__REQUIRED ACTION 1__
In the account of the women-led solar milling centre, how many registered members and shareholders does the Farmer Producer Company have?
__REQUIRED ACTION 2__
Reproduce word for word everything in the account of the women-led solar milling centre from "A SELCO Foundation" down to "increasing their incomes.".

__PASSAGE FOR REVIEW__

▽

Let's Rise Up with Resilience

A SELCO Foundation Initiative

SDG7 Driven Solutions Build Socially and Environmentally Sustainable Communities

(represented in Patachitra)

Presents a Women Farmer Producer Company setting up its own solar-powered milling centre for their members and being accessible for other farmers in the region when other centralised mills had shut down. Able to respond and innovate in their processes, the FPO also provided rations and relief materials to the quarantine centres increasing their incomes.

There is a district in India that is known for its production of aromatic paddy and black jeera rice, an integral part of maintaining local biodiversity in the region. In one of the villages of this district, a women-led Farmer Producer Company (which has 470 registered members and shareholders), established the production of aromatic paddy, black jeera rice and normal varieties of rice for the region. In 2018, they decided to set up their own solar powered milling centre for their members and other farmers in the region.

The decentralised mill was run by the production staff, mill operator and a night watchman, who also undertook the packaging and marketing of the paddy. One of the benefits of being a member of this mill was that they procured paddy from the farmers at the same rate as that of the government centres.

Members of the centre also got several additional benefits such as technical support, access to good quality seeds and fertilisers, full payment of paddy even before delivery of grains and best of all, a share of the milling centre’s profit at the end of the year.

The milling centre eliminated the need for middlemen, by providing a fair price to the farmers. As and when the demand required, the team would pack and transport the processed paddy to nearby markets in their mini trucks for selling. With ample pre-planning alongside the government, they established linkages with surrounding vendors who were in turn responsible for micro-selling.

As the COVID-19 cases grew in the country, the Government of India put down strict restrictions on travel and social gatherings, to curtail the pandemic. This affected transportation, supply chains that were geographically spread across villages and towns. Larger mills catering to big farmers, large produce and dealing with more centralised markets had to shut down. The women-led farmer producer centre, thus became the only functional milling centre that was accessible to farmers in the region. With the absence of middlemen, non-members became aware of the mill’s presence and its various benefits, causing an increased footfall at the mill. This rise in demand, caused the centre to be open for extra hours resulting in increased income.

The COVID lockdown also forced many families of the region who had migrated to cities for work, to return back to their villages. In this particular village alone, 150 families had to be accommodated in the local school and community spaces during their quarantine period. The women-led milling centre was duly commissioned by the local authorities to provide weekly rations for all the quarantine centres in the region, thus increasing their profit during the lockdown period. Their mini truck too was hired by local NGO’s and the collectorate for distribution of relief materials.

“Our mill is the only mill working in the district. Before the lockdown 5-6 people would visit per day and post the lockdown, there are 12-15 people visiting, with an approximate increase of 6 quintals per day and an increased income of approximately INR 1200 per day” - CEO, FPO

The pandemic is going to force us to redefine models of business, definitions of scale, impact measurements, valuations, growth etc. Grassroots level organizations like Self Help Groups, Farmer Producer organizations, Cooperatives, Rural Banks and Rural Based vocational schools are able to respond and innovate on their processes according to local needs. These should become the future pillars of the economy: a strong direction for the creation of a resilient and inclusive society.

△

__SOURCE MATERIAL__
▽

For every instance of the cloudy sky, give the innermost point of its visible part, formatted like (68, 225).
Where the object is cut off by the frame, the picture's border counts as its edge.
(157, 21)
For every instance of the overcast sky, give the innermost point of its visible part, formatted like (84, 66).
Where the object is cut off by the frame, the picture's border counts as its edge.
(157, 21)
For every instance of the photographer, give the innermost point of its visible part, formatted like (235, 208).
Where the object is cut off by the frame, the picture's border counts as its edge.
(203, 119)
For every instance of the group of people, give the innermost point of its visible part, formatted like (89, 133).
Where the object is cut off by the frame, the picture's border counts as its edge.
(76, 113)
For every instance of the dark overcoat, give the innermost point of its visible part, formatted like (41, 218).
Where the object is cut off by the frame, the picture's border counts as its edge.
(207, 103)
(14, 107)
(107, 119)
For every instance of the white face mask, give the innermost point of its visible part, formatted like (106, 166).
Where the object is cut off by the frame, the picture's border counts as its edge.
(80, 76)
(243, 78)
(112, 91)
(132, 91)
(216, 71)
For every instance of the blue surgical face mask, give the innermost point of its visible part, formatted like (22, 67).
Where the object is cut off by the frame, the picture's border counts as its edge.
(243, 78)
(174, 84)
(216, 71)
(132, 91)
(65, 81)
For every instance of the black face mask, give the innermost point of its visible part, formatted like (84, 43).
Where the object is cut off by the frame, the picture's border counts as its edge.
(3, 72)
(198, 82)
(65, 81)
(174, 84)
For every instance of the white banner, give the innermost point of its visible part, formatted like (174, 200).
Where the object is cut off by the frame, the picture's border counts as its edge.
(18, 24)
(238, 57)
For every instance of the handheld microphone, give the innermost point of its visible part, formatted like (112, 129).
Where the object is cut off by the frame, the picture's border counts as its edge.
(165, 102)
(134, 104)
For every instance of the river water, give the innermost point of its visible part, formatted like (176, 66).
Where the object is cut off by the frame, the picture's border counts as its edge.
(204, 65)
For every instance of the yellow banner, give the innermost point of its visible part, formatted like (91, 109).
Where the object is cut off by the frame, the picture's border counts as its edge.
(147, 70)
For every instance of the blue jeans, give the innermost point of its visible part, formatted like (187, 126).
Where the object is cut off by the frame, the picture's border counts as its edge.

△

__TASK RESULT 1__
470

__TASK RESULT 2__
A SELCO Foundation Initiative

SDG7 Driven Solutions Build Socially and Environmentally Sustainable Communities

(represented in Patachitra)

Presents a Women Farmer Producer Company setting up its own solar-powered milling centre for their members and being accessible for other farmers in the region when other centralised mills had shut down. Able to respond and innovate in their processes, the FPO also provided rations and relief materials to the quarantine centres increasing their incomes.